** Opening DATA SECTION block **

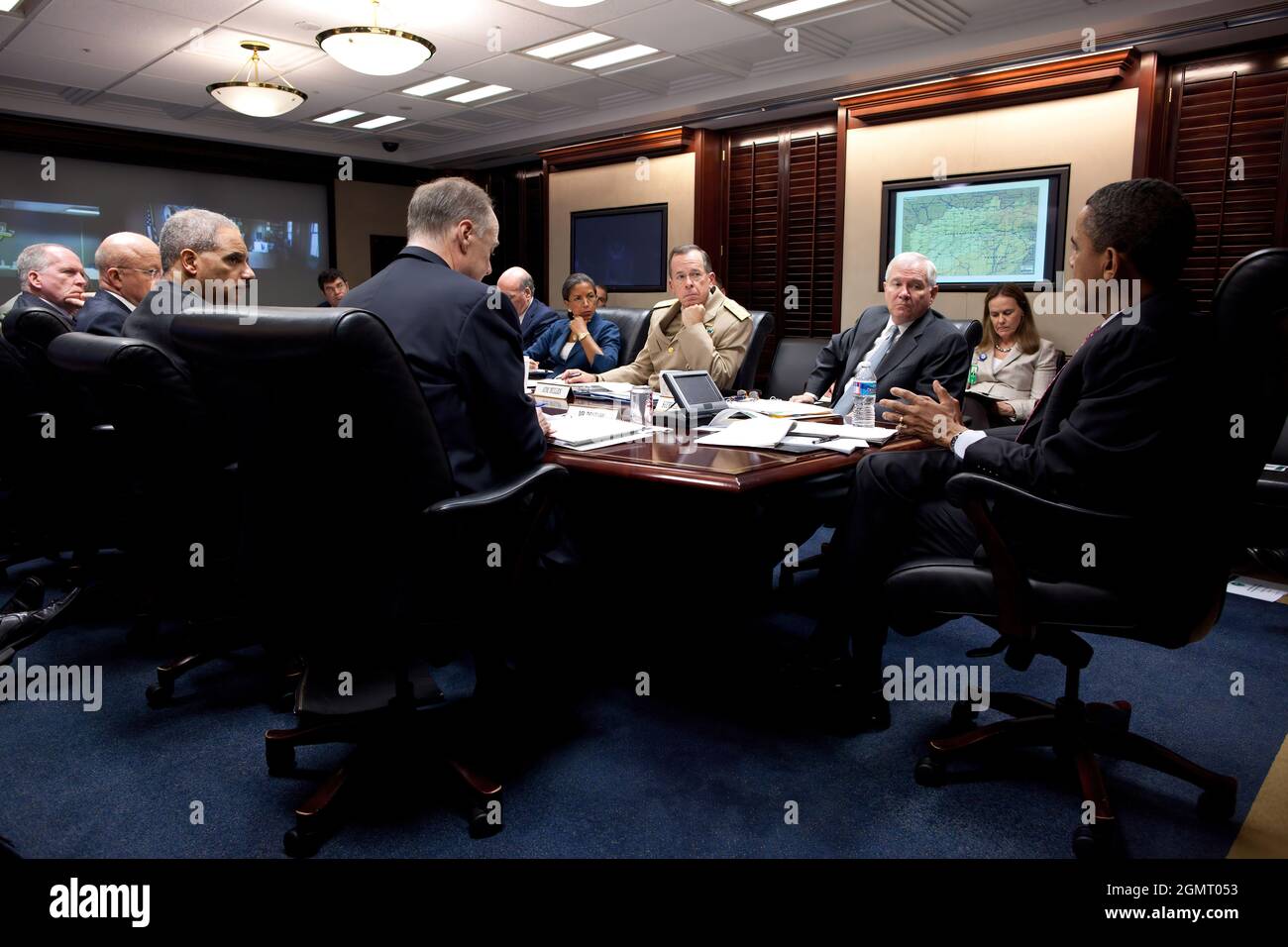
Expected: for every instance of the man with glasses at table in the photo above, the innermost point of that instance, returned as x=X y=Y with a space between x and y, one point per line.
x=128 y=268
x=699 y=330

** Closing DATA SECTION block **
** Opening DATA SECTION block **

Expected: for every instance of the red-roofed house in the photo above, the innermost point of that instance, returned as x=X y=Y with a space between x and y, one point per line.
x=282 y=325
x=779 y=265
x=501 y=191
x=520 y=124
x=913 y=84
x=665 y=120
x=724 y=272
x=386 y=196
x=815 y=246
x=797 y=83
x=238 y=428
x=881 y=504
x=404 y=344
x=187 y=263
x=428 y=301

** Closing DATA SECTION block **
** Opening DATA SECTION block **

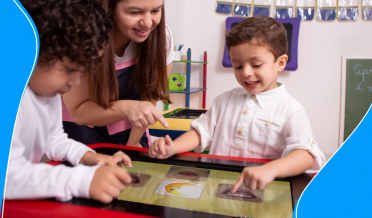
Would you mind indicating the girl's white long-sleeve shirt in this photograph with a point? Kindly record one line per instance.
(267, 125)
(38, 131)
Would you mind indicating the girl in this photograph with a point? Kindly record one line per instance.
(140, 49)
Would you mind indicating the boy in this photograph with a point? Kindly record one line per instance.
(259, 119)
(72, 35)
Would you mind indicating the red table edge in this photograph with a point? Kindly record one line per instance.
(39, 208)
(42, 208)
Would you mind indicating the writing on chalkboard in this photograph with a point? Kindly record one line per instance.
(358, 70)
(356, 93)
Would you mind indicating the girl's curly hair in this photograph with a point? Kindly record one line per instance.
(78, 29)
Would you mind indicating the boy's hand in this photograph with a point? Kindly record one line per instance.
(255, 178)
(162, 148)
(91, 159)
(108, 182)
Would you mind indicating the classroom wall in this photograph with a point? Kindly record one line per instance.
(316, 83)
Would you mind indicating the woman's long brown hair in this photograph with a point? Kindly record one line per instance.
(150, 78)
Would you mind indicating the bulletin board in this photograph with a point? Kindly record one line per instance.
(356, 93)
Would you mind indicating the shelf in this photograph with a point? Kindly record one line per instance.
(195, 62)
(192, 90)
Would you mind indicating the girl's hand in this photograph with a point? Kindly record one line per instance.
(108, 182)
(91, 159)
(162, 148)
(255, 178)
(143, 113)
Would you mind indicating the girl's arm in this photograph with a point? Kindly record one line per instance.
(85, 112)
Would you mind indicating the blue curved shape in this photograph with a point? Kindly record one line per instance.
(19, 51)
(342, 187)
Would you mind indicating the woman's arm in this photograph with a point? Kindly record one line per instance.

** Closing DATA SECTION block **

- AIM OF THE EXERCISE -
Write out exactly the lines that fall from the line with "Would you mind indicating the blue" to the line with "Would you mind indicating the woman's arm" in the records above, keeping both ends.

- REPLY -
Would you mind indicating the blue curved shape in this photograph with a point? Kindly record one line per instance.
(19, 51)
(342, 187)
Would you mind indicating the woman's arm in this photograph with a point? Kindly record one line per instance.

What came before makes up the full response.